(Given problem):
Revise the lines of the listing between the one holding "Where can the green" and the one holding "<point>579,237</point>", inclusive, so that "green leaf" becomes "green foliage" and nothing else changes. Return only those lines.
** begin Task inputs **
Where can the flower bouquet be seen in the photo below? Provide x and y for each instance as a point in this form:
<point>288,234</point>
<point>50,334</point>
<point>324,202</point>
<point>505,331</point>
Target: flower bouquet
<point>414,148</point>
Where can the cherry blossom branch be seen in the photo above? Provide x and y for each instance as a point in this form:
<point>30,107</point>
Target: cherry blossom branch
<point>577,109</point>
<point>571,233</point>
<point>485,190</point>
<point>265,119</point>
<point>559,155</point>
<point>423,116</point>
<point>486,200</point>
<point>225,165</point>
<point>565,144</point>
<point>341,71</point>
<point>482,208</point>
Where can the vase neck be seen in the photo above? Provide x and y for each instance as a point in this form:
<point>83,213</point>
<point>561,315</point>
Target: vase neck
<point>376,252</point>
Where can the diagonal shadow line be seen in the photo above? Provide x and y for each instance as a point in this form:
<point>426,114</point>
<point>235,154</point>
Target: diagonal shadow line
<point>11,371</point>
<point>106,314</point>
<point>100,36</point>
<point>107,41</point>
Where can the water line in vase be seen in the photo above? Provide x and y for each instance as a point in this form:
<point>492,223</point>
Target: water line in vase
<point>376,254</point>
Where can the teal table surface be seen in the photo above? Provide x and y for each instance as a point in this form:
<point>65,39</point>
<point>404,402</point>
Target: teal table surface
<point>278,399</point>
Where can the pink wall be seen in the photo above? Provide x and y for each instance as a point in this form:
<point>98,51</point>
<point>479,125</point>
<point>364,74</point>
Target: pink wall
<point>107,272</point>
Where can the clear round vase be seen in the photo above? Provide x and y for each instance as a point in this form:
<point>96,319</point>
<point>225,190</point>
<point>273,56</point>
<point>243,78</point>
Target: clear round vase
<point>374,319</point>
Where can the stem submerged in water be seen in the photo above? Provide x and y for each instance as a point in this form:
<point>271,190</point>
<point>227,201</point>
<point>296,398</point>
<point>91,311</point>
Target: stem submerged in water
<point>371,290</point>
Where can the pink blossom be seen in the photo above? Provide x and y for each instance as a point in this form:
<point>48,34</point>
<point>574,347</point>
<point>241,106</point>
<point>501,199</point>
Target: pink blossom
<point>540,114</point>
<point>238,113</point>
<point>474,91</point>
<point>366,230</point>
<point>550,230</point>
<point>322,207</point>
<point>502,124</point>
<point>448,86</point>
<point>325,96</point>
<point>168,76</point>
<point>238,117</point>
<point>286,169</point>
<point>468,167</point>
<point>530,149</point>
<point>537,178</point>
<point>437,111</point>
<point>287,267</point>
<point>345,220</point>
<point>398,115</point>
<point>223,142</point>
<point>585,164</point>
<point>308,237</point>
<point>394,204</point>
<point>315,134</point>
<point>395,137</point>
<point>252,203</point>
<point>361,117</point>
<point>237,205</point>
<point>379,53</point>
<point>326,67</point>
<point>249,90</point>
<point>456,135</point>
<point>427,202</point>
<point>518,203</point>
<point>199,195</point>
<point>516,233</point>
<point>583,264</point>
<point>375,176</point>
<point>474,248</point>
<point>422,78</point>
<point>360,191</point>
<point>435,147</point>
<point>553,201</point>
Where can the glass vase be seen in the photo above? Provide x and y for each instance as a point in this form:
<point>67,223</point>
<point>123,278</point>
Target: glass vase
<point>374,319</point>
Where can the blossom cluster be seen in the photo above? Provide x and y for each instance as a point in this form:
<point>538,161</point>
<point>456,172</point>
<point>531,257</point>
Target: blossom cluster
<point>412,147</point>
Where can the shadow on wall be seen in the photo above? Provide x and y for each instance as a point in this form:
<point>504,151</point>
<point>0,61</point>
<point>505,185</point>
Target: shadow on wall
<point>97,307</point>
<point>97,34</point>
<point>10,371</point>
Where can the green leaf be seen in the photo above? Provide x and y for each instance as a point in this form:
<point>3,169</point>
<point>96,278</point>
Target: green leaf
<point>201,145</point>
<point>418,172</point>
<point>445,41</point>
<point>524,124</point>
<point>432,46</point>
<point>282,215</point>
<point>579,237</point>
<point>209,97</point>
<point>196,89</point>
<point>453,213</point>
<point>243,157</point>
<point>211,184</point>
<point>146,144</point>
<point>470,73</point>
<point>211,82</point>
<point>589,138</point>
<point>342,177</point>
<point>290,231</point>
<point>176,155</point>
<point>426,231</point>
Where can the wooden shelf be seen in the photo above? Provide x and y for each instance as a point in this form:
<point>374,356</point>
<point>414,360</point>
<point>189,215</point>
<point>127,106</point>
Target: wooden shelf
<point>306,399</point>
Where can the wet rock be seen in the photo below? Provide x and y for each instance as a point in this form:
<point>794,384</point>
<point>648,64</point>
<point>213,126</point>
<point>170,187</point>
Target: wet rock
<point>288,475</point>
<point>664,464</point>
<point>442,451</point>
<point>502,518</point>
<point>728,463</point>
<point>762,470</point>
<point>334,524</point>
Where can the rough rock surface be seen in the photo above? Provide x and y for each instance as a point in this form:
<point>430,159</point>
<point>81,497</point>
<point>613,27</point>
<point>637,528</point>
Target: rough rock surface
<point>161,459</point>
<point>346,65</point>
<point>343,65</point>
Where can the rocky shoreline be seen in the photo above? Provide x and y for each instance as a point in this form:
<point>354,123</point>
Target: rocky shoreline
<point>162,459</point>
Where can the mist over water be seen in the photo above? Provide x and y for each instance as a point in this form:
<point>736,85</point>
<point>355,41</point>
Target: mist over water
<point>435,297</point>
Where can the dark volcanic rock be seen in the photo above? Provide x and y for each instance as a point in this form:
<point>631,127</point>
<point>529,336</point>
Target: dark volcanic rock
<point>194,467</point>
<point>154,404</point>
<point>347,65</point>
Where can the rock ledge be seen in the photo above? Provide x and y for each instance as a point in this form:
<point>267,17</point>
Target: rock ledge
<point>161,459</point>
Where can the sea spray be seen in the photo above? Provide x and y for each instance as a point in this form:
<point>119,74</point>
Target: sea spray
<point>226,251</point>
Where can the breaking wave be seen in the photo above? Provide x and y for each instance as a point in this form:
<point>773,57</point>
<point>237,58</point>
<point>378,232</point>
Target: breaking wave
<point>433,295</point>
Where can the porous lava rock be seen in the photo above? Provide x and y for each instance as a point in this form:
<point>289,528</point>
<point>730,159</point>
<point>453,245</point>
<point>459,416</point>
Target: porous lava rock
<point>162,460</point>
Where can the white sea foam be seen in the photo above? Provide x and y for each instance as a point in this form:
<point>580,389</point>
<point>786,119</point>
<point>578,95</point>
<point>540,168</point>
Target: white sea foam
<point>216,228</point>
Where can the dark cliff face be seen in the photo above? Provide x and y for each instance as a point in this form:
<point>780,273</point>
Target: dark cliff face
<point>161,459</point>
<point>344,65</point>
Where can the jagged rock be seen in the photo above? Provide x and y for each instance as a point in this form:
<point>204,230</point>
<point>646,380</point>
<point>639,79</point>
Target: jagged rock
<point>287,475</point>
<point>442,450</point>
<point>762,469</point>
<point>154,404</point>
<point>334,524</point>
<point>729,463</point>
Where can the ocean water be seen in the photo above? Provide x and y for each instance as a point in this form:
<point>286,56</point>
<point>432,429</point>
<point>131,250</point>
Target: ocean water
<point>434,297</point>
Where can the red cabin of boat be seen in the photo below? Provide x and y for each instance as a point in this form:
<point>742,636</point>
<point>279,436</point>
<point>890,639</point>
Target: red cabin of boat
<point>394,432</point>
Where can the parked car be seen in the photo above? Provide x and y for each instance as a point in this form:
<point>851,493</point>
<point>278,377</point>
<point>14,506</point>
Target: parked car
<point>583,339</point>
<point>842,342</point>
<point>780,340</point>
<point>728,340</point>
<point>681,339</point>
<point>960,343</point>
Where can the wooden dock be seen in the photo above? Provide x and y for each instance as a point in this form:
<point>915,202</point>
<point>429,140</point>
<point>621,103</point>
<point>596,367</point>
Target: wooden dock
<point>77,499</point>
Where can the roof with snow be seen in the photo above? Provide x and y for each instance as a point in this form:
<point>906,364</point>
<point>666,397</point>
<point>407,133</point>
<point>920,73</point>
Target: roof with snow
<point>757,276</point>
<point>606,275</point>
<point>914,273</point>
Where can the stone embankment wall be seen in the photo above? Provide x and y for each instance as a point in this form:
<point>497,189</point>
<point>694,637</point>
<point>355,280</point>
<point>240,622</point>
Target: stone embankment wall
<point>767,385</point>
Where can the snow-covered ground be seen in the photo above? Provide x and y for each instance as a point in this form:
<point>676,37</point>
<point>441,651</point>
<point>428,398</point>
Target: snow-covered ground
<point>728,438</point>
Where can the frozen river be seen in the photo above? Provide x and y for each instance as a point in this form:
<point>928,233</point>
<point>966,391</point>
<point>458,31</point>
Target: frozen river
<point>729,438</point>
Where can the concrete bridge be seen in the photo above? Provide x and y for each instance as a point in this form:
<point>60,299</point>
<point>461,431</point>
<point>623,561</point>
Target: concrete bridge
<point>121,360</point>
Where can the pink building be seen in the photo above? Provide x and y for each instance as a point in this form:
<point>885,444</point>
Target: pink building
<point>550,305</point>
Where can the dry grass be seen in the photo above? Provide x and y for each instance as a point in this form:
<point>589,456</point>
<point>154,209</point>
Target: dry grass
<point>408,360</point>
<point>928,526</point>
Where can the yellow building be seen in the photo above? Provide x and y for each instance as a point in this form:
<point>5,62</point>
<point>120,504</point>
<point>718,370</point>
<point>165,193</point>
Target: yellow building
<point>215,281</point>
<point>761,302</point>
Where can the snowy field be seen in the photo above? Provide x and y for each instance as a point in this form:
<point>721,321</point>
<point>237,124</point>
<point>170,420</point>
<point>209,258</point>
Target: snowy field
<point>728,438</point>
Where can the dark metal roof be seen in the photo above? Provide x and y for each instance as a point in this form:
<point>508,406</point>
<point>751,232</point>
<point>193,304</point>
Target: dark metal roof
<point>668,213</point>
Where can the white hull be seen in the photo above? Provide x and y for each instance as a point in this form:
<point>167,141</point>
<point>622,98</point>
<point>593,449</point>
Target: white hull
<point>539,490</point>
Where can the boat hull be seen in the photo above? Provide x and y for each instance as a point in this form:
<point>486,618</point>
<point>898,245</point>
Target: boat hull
** end Task inputs **
(Task answer):
Where can the green foliage be seen in the photo above? Provide x and y for each instance as a point in this form:
<point>3,169</point>
<point>96,278</point>
Target: green foliage
<point>201,145</point>
<point>418,172</point>
<point>445,41</point>
<point>524,124</point>
<point>432,46</point>
<point>282,215</point>
<point>579,237</point>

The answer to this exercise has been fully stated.